Consignes »
1) Les affirmations (a), (b) et (c) s’accordent-elles avec l’extrait sur le révisionnisme ? Répondez par oui ou par non à chacune, en citant textuellement les mots décisifs de l’extrait. (a) Le révisionnisme tel que le définit l’extrait consiste à revoir des interprétations historiques à la lumière de découvertes nouvelles. (b) L’extrait rattache ce révisionnisme à l’extrême droite. (c) D’après l’extrait, ce révisionnisme s’oppose totalement aux recherches historiques connues.
2) Poursuivez l’extrait sur le révisionnisme après sa dernière phrase.

Extrait du document »

Puis, il définit ainsi le révisionnisme : "il ne s’agit pas de cette démarche qui consiste pour tout historien à se poser des questions qui peuvent l’amener à « revoir » certaines interprétations d’épisodes historiques à la lumière de découvertes nouvelles. Non, le « révisionnisme », au sens où il est pratiqué par l’extrême droite, consiste à écrire une autre Histoire, en contradiction totale avec les recherches historiques connues".

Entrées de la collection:
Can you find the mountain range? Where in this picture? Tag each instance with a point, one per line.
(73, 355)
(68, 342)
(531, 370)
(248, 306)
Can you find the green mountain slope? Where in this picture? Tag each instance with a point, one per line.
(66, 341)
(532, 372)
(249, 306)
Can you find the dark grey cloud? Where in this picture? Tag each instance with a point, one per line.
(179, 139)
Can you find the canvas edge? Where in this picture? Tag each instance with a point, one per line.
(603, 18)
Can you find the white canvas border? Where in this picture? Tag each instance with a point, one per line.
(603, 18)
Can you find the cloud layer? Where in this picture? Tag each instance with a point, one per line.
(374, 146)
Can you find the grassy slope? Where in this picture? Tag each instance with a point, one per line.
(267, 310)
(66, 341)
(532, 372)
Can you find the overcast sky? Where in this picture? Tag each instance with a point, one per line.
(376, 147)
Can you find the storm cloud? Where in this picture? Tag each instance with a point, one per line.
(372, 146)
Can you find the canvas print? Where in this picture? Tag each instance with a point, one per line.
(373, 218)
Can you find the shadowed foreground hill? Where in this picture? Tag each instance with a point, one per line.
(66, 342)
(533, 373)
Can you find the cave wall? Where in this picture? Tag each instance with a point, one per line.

Réponses »
1)
(a) Non : “il ne s’agit pas de cette démarche qui consiste pour tout historien à se poser des questions qui peuvent l’amener à « revoir » certaines interprétations d’épisodes historiques à la lumière de découvertes nouvelles”.
(b) Oui : “au sens où il est pratiqué par l’extrême droite”.
(c) Oui : “consiste à écrire une autre Histoire, en contradiction totale avec les recherches historiques connues”.

2)
Le révisionnisme est donc un crime contre la pensée, puisqu'il vise à falsifier la vérité afin de servir une idéologie. Bien. Dès lors, on se demande comment qualifier l'attitude pratiquée par le parti communiste depuis plus d'un siècle, quand il se refuse à reconnaître la cruelle répression des Ukrainiens sous Staline et sa sordide sœur de sang, la grande famine appelée Holodomor, si longtemps oubliées de l'histoire ; le mensonge qui entoura des décennies durant le massacre de Katyń, les carnages de Mao, Castro, Brejnev et de leur clique, et tant d'autres crimes contre l'humanité si abasourdissants que la raison échoue à se les figurer. Les remises au pas de Budapest et de Prague ont été célébrées comme des opérations anti-fascistes. Pourtant, il ne viendrait à l'esprit de personne d'employer ici le mot de révisionnisme pour désigner la propagande qui voulait occulter ces outrages au genre humain.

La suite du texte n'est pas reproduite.